• Study text:
HALLOWELL — When a copy of the Declaration of Independence comes to City Hall this weekend, it’ll have new meaning to Jack Turner: His eighth-generation grandfather, Richard Henry Lee of Virginia, was an original signer.
It’s the end of a long process for Turner, 58, a Sidney jeweler with a shop in downtown Hallowell who was adopted and didn’t know who his birth parents were until Maine lawmakers unsealed adoption records in 2009. In June, he was accepted into The Society of the Lees of Virginia, a group that says it has more than 900 members in the United States and abroad.
On his paternal side, Turner is part of a prestigious family that produced many famous figures in Virginia and U.S. politics. Richard Henry Lee made a motion in the Second Continental Congress that produced the declaration, and he and his brother, Francis Lightfoot Lee, signed it in 1776.
Robert E. Lee, the commander of the Confederate Army of Northern Virginia in the Civil War, was one of their descendants.
Hallowell will display its copy of the Declaration of Independence – circulated in the region in the days after its adoption and appraised at $1.2 million – at events commemorating the Fourth of July from 10 a.m. to 2 p.m. Friday and Saturday. Photography using cellphones and cameras will be prohibited to shield the document from light, but Turner hopes organizers can make an exception for him and one of his sons.
“We’re going to take a picture next to it if we can,” Turner said. “It’d be nice.”
Proving the Lee link didn’t come easily.
In 1957 at age 17, his birth father, Ted Goldsborough of Pennsylvania, worked at a summer camp in Belgrade and had a relationship with 16-year-old Charlene Ellis, a local girl. He learned she was pregnant with Turner when her mother wrote him a letter that October.
Since the two lived so far apart, the families agreed to a settlement. Goldsborough’s family would pay Ellis $1,000 and his name would be left off the birth certificate. The baby was put up for adoption and taken in by Harland and Betty Turner, schoolteachers from Vassalboro.

• Data extracts:
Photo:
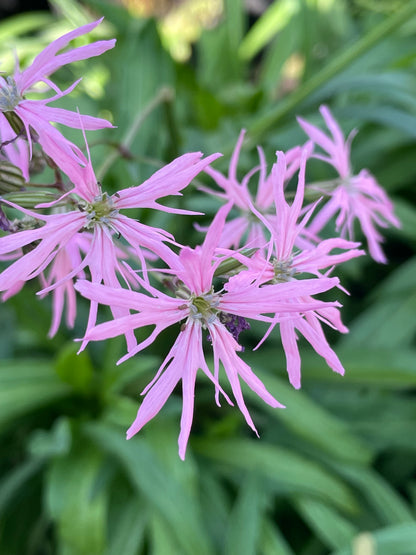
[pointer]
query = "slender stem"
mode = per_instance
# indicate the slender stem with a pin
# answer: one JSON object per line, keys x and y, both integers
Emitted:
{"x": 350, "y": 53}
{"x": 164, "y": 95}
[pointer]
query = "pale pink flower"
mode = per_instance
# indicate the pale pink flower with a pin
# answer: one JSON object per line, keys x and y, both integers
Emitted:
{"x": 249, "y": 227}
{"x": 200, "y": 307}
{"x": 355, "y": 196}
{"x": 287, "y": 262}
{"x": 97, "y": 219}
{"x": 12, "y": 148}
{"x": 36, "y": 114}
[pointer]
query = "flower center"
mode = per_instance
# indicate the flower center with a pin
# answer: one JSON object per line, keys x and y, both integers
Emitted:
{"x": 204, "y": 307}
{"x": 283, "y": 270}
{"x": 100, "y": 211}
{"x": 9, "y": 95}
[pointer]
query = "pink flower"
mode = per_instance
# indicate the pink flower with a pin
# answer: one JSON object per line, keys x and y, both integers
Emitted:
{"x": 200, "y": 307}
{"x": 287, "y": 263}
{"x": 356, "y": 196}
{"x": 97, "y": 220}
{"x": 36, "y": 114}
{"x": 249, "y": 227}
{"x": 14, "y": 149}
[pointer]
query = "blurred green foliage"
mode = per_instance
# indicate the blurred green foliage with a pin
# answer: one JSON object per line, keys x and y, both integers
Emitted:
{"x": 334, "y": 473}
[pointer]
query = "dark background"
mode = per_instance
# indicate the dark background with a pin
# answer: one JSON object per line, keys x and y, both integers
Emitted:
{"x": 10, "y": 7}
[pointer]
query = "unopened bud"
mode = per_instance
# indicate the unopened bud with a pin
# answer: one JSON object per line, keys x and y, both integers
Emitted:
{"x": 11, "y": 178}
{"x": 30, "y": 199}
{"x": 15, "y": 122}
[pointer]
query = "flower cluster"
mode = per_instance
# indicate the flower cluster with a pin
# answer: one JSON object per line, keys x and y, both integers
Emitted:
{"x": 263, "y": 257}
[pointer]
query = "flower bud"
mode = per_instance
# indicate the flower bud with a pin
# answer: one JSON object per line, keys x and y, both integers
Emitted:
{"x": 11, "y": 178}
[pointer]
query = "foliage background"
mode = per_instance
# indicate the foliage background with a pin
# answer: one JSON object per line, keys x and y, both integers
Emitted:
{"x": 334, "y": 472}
* * *
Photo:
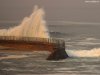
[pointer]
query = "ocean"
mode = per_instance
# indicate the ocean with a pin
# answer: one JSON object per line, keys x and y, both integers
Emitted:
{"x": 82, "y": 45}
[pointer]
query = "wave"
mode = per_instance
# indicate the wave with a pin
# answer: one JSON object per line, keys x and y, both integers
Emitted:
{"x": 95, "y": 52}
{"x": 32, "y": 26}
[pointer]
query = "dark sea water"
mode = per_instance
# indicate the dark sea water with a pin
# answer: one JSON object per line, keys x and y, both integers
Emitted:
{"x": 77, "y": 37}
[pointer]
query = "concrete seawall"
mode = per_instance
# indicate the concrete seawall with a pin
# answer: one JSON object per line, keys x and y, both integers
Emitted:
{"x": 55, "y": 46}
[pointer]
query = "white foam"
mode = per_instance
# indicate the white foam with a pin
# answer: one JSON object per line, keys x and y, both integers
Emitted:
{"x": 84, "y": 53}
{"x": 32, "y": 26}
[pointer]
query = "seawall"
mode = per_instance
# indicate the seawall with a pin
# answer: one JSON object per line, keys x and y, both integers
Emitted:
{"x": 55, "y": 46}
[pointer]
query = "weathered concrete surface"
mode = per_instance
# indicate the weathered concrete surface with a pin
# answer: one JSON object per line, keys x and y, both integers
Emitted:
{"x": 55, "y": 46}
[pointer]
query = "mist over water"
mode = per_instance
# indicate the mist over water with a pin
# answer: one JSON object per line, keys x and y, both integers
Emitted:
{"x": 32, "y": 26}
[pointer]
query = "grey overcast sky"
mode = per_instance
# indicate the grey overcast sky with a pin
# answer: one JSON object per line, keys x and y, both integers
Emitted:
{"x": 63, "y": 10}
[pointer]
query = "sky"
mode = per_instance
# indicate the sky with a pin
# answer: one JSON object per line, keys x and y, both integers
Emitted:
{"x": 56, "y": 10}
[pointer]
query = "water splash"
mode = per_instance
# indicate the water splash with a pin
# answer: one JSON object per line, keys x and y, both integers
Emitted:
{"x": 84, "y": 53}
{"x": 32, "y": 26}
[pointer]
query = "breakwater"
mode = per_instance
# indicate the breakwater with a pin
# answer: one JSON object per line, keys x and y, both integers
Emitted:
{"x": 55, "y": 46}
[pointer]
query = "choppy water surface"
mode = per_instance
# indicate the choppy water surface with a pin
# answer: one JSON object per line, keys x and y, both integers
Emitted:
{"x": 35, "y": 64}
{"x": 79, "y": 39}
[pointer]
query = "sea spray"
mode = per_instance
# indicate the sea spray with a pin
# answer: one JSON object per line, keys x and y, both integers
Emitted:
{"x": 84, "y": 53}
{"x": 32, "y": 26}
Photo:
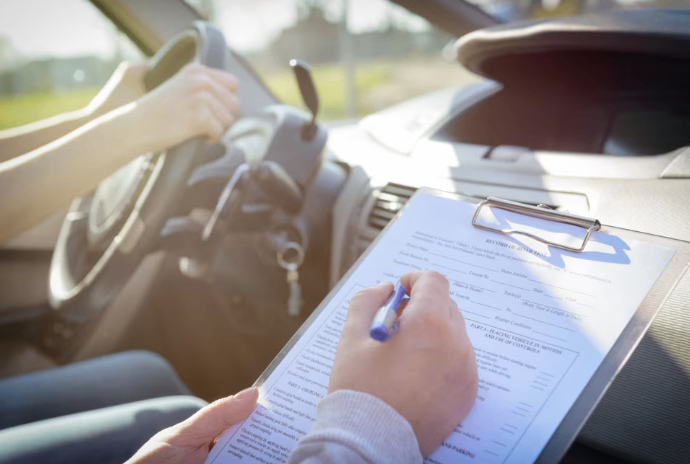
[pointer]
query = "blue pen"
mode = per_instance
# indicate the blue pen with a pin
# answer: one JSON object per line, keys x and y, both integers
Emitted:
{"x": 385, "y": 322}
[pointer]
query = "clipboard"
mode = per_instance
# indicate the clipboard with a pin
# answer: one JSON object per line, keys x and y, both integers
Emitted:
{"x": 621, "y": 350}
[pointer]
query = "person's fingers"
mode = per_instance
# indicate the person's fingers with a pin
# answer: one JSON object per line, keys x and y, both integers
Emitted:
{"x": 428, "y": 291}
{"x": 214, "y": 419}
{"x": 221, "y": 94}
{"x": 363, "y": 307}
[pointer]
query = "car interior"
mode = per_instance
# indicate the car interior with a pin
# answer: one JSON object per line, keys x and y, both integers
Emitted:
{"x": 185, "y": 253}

• Assignment: Write the next part of the article on Jack Turner's descent from Richard Henry Lee, picking up after its final sentence. The data was drawn from a source separate from the article on Jack Turner's descent from Richard Henry Lee.

• Output below:
Turner said he had “a great life” with them and always knew he was adopted, but his adoptive parents didn’t tell him about his birth family. After getting his birth certificate, he connected with his birth mother, who had married and now lives in Oakland, and then called Goldsborough after getting the phone number from Ellis. Turner said he has had a good relationship with both since then.
When Goldsborough first got out of the car on a visit to Maine, Turner said, “it was a picture of me 20 years from now.”
On the same visit, Goldsborough also told Turner of the Lee connection, which he has researched. Turner had trouble getting into the Lee society because of his adoption, but he was allowed in after providing DNA test results matching him to Goldsborough.
“It’s exciting,” Turner said. “What’s the chances of this?”
Goldsborough is a history buff, but he said he’s against “ancestor worship” and helped Turner trace his roots only after he showed interest.
“If Jack’s interested in that, fine,” Goldsborough said.
“But does that make him any better of a person because he’s a descendant of a Lee? Not to me it doesn’t.”
But the newfound father is happy with how his son turned out. He’s also a retired teacher, and he said the Turners raised him the same way he would have.
“I am very pleased with our relationship and what he has achieved,” Goldsborough said.